Start of INPUT MATERIAL

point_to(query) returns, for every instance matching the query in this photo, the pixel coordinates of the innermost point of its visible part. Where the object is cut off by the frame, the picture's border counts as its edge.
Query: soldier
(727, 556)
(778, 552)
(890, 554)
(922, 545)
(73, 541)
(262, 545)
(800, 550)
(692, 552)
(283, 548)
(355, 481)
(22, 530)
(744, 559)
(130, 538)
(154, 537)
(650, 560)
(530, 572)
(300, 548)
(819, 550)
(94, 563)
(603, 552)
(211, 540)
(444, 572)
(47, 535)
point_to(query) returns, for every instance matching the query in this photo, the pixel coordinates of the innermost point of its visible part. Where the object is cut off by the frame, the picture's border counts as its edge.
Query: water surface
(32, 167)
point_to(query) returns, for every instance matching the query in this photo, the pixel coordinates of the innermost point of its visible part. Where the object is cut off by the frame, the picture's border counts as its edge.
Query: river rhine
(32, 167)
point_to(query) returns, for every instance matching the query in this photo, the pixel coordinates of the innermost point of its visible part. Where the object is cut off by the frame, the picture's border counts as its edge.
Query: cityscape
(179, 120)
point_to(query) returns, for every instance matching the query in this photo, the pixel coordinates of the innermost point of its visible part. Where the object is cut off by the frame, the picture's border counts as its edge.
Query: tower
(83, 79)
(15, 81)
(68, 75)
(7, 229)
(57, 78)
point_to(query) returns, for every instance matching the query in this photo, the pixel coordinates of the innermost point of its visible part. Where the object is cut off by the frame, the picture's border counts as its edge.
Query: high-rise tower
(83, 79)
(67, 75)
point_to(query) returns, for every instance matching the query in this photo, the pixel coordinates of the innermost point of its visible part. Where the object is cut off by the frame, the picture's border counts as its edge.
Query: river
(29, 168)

End of INPUT MATERIAL

**WHAT TO PRODUCE:** Copy every item above word for word, keeping each line as it stands.

**RESULT:**
point_to(query) returns, for every instance matching the query in this photo, the pixel coordinates of the innermost point of its visible part. Where the object is cut off by the frame, the picture's border counts as its edge.
Query: soldier
(727, 556)
(778, 552)
(890, 554)
(922, 545)
(73, 541)
(262, 545)
(800, 550)
(692, 552)
(283, 548)
(355, 481)
(22, 530)
(744, 559)
(130, 538)
(154, 537)
(650, 560)
(530, 572)
(300, 548)
(819, 550)
(94, 563)
(603, 552)
(211, 540)
(444, 572)
(47, 535)
point_to(query) returns, for every instance matching the query in this photo, the pixel coordinates of the innermost point of its visible part. Where the object is cut off by the frame, the picture's border counts as its edge.
Query: water surface
(32, 167)
point_to(query) returns, for every instance matching the query in this photo, the pixel coordinates of the innermost point of its visible part. Where the object is cut off by the frame, the picture's border counts as its edge.
Query: river rhine
(32, 167)
point_to(query) returns, for every instance matching the query in this photo, the pixel coordinates of the innermost point of its visible part. Where the object is cut off by the frame, the picture's border counts as its edge.
Query: cityscape
(179, 120)
point_to(query) returns, for every instance matching the query in this photo, the pixel coordinates of the innermost point of its visible part. Where the object is cut off by the frame, the picture's border counts as its edge.
Query: tower
(83, 79)
(15, 81)
(68, 75)
(7, 229)
(57, 78)
point_to(query) returns, for every instance matching the query in this photo, the pixel coordinates of the innermost point of its visible part. Where the object is cut off by the frame, the picture's border counts as its edge.
Query: high-rise tower
(83, 79)
(67, 75)
point_to(query) returns, for every instance matching the query in this photo, the pixel coordinates of the innermost point of its visible part. Where the object is cut off by the frame, the picture's border counts as its edge.
Query: river
(29, 168)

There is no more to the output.